■ PROBLEM 1 ■
Summarize the report on the China research grant in two sentences.
■ PROBLEM 2 ■
Please carry on the report on the China research grant from its final sentence.

■ SUPPLIED PASSAGE ■
============
Government agrees funding for academic to investigate MPs who challenge China

The Government has agreed to pay more than £80,000 for an academic to write a thesis expected to accuse MPs of spreading “moral panic” about China.

The taxpayers’ money will support the researcher to criticise the China Research Group (CRG) of Tory MPs, and the Inter-Parliamentary Alliance on China (IPAC), which is made up of legislators from across the political spectrum in multiple countries.

The groups campaign against Chinese human rights abuses, such as Uyghur oppression, as well as seeking to highlight economic and infrastructure threats posed by the regime to the west.

The formal proposal for the thesis describes the CRG as having played “a major role in the social and political construction of China as the new “international pariah””.

It will also explore “the potential role of the CRG in the construction of a new international political moral panic focused on China”.

The proposal to the Economic and Social Research Council, part of UK Research and Innovation (UKRI), places the CRG “in the context of similar groups that have emerged internationally such as the Committee on the Present Danger: China (CPDC) in the US, and the Inter-Parliamentary Alliance on China (IPAC)”.

‘How incompetent and ludicrous’

The University of Birmingham academic, Rong Wei, is due to receive £20,892 plus inflation annually for the next four years.

On Saturday night, Iain Duncan-Smith, a British IPAC member, called for an investigation into how the grant was awarded.

“It is unbelievable that a British government can sponsor a research project whose purpose is to denigrate legitimate parliamentary research, in IPAC’s case across 22 countries, both on the left and the right,” he said.

“How incompetent and ludicrous that they should use taxpayers’ money for that purpose.”

Chaired by Tom Tugendhat, who also chairs the influential Foreign Affairs Committee, the China Research Group was established in April 2020 in the wake of controversies over the origins of the pandemic and the Huawei debacle.

In March this year, Mr Tugendhat and Mr Duncan-Smith were two of nine UK individuals and four organisations placed under sanctions by Beijing.

In response, the Chinese Ambassador to London was banned from stepping foot in the Palace of Westminster.

‘Appalling violations’

Several countries, including the US, Canada and the Netherlands, have accused China of committing genocide in respect of its treatment of the Uyghur population, with allegations of mass incarceration and the forced sterilisation of women.
============
■ GIVEN RECORDS ■

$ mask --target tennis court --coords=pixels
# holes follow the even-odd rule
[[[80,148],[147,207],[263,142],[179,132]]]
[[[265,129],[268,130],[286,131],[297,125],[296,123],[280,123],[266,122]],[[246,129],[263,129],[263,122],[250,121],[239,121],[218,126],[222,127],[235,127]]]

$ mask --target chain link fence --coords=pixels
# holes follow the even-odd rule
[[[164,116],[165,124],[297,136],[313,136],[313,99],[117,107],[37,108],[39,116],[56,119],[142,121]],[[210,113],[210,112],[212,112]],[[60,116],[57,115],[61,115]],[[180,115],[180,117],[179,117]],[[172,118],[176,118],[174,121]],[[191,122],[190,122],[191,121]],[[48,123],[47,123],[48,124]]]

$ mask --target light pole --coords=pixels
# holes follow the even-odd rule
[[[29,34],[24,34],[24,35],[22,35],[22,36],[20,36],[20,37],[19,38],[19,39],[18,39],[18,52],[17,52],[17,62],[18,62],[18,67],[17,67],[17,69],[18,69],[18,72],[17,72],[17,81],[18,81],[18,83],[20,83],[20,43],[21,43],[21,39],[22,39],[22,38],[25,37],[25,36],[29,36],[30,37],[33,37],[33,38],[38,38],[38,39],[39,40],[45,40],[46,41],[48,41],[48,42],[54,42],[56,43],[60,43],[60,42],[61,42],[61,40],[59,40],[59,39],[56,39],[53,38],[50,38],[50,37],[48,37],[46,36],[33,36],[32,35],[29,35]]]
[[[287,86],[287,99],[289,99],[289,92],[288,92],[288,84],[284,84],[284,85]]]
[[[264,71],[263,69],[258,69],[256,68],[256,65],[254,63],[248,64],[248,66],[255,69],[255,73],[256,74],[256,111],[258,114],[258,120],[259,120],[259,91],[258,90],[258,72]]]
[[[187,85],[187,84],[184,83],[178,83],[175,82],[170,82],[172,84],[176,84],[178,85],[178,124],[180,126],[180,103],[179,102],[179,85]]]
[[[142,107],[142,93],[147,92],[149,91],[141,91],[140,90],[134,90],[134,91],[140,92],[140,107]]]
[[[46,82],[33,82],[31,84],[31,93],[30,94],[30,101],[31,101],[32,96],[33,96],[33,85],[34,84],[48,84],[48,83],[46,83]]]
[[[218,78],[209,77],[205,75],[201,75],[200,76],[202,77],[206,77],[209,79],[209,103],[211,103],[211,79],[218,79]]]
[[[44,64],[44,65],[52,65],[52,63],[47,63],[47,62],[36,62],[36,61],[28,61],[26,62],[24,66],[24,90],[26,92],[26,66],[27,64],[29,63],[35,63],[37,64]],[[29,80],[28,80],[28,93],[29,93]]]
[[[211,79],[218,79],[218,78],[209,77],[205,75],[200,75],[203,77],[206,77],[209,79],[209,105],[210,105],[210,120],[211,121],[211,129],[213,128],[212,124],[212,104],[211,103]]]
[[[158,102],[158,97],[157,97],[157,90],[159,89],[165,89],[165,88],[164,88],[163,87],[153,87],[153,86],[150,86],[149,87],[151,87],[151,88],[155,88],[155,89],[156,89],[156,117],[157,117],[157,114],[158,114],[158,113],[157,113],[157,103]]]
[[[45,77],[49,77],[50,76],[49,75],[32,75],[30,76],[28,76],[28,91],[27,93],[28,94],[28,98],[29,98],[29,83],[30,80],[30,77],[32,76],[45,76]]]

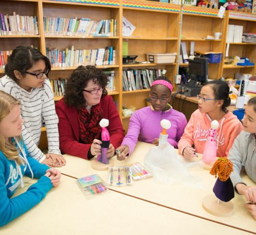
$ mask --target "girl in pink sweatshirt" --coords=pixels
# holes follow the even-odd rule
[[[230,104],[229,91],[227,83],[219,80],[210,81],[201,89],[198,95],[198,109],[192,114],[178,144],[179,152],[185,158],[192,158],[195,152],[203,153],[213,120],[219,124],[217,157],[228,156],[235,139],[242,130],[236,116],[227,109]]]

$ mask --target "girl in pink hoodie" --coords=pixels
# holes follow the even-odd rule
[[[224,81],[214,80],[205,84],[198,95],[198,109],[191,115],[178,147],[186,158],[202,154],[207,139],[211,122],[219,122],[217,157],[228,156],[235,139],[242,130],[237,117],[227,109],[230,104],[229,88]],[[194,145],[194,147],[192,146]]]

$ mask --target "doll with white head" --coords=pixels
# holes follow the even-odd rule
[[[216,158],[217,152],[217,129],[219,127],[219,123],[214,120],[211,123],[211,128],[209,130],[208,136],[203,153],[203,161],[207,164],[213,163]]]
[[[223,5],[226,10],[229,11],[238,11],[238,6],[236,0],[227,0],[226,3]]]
============
■ YOUR RESPONSE 1 ■
The Government has agreed to pay more than £80,000 for a University of Birmingham academic, Rong Wei, to write a thesis expected to accuse MPs in the China Research Group and the Inter-Parliamentary Alliance on China of spreading "moral panic" about China. Iain Duncan-Smith, a British IPAC member, called for an investigation into how the grant was awarded and said it was incompetent and ludicrous to use taxpayers' money for that purpose.

■ YOUR RESPONSE 2 ■
Dominic Raab, when foreign secretary, said the treatment amounted to “appalling violations of the most basic human rights”, while in April, Parliament declared that China was committing genocide in Xinjiang.

UKRI is a non-departmental public body that is funded through the science budget of the Department for Business, Energy and Industrial Strategy.

Earlier this month, The Sunday Telegraph revealed that it was paying more than a quarter of a million pounds to improve productivity on caged chicken farms in China.

Mr Duncan-Smith is preparing to table an urgent question in Parliament this week about this latest UKRI grant.

“The British Parliament has banned the Chinese ambassador from its precincts because of its sanctioning of these people, yet they [UKRI] have ignored that,” he said.

A UKRI spokesman said: “This project is a studentship awarded by the Midlands Doctoral Training Partnership, which is a consortium led by the University of Warwick. The University of Birmingham is one of the partners in the consortium.

“ESRC funds Doctoral Training Partnerships to enable research organisations to make decisions about how to invest in postgraduate studentships in ways that best suit their institutional strategies and support for doctoral training.”

Alicia Kearns, who sits on the steering committee of CRG, said: “The China Research Group was set up to share knowledge and fresh thinking about how Britain should respond to the rise of China. I’m pleased that the University of Birmingham recognises our impact on shaping the UK’s foreign policy toward China.

“Taxpayers may be surprised that their money is funding research which has as its base assumption that the threat of China has been exaggerated.

“The CRG will continue to publish research which analyses the challenges and opportunities associated with China’s industrial and diplomatic policies.”